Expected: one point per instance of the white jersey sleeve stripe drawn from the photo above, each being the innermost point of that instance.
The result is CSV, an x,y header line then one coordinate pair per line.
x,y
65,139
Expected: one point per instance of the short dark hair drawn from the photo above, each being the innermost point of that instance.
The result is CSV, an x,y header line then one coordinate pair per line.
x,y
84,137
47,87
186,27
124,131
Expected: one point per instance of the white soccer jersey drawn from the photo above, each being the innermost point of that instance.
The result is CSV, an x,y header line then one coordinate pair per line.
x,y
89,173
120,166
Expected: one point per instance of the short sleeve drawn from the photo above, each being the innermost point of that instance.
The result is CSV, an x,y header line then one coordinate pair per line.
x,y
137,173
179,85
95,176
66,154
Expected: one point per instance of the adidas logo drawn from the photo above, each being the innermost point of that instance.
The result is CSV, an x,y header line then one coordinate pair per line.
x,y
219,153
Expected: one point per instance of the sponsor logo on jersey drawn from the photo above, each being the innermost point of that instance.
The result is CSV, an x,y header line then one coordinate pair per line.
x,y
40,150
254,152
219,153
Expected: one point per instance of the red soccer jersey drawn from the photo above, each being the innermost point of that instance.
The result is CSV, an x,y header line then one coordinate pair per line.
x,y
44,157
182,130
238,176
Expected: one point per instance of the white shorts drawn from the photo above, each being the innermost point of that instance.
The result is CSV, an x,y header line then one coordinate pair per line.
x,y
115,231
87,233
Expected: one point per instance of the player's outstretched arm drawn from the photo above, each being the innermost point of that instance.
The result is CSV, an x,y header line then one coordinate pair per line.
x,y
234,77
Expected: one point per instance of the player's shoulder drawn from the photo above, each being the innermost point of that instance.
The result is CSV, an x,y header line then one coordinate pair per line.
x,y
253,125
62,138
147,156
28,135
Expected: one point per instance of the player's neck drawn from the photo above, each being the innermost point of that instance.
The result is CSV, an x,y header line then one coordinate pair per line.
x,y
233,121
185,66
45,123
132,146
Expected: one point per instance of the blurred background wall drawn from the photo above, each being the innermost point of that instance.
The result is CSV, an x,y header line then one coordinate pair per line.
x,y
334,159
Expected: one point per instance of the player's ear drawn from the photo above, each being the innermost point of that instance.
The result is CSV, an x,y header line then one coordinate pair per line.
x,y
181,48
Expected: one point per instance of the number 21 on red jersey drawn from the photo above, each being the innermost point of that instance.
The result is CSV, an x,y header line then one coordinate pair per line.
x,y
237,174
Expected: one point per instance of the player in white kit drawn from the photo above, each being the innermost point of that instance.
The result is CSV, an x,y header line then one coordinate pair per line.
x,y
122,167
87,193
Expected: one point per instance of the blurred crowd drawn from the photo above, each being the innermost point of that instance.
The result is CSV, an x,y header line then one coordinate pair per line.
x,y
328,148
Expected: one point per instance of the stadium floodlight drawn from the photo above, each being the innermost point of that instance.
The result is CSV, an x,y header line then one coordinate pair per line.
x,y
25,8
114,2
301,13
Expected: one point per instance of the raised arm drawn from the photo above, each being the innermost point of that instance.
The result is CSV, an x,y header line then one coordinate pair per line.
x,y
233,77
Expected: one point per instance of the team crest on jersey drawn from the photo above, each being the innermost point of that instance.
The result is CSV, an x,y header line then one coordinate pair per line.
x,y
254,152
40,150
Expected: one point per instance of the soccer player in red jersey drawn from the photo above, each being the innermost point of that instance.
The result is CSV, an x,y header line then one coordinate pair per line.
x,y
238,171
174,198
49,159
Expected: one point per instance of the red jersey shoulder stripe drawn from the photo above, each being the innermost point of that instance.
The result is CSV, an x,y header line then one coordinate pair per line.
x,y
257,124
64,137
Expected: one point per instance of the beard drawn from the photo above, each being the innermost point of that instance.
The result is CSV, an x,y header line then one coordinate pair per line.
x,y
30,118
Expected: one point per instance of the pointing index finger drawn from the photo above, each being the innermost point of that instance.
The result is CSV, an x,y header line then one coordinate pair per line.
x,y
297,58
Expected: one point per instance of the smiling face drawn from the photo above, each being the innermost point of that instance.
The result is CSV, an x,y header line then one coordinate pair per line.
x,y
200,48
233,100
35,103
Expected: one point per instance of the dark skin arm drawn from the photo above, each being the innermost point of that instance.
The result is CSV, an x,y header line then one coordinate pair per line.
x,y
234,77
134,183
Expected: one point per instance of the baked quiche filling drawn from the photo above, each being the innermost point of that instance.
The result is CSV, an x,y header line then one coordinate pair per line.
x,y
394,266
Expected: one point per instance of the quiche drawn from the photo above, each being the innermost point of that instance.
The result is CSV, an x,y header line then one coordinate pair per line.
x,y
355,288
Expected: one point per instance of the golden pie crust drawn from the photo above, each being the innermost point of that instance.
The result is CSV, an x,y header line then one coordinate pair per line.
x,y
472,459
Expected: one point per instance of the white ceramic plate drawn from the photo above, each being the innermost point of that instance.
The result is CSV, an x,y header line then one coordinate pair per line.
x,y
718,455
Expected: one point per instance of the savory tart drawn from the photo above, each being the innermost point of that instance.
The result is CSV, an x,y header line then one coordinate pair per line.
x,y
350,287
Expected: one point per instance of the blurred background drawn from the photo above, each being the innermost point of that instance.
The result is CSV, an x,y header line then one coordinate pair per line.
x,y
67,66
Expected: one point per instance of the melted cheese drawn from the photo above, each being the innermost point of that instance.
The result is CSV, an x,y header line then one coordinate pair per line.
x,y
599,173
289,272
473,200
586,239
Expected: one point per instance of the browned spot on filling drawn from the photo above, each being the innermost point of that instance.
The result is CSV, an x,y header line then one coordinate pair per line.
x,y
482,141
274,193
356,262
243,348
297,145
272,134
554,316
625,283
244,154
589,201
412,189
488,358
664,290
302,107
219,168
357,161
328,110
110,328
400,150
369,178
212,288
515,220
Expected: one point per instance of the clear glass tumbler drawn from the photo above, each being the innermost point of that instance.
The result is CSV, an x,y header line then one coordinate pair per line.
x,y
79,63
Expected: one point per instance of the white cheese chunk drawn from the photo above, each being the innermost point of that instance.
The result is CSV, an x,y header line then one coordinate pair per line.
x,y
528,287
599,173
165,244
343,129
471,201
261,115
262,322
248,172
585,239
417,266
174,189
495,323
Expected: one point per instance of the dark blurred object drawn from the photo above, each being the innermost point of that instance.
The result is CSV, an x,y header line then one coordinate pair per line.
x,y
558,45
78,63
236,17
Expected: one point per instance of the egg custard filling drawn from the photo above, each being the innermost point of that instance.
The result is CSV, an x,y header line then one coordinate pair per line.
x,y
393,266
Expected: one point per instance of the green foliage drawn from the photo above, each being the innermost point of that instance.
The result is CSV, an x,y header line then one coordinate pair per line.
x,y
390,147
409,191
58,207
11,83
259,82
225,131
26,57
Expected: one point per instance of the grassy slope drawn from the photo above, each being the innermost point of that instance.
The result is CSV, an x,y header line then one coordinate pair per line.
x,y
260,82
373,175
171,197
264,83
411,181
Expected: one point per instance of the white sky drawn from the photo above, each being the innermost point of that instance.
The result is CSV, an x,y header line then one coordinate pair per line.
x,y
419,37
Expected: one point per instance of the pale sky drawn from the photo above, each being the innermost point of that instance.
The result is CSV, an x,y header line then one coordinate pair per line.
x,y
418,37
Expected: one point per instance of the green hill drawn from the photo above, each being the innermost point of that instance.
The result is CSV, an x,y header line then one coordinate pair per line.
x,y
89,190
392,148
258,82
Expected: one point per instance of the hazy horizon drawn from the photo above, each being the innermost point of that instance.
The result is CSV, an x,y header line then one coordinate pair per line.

[Requirement]
If the word "stripe" appears in a line above, copy that line.

[Exercise solution]
Expected: one point per instance of the white jersey sleeve stripe drawn from the photo above, each being the innermost point of that instance.
Expected: one point per instance of the red jersey shoulder stripe drawn from the photo above, each being the innermost point of that instance.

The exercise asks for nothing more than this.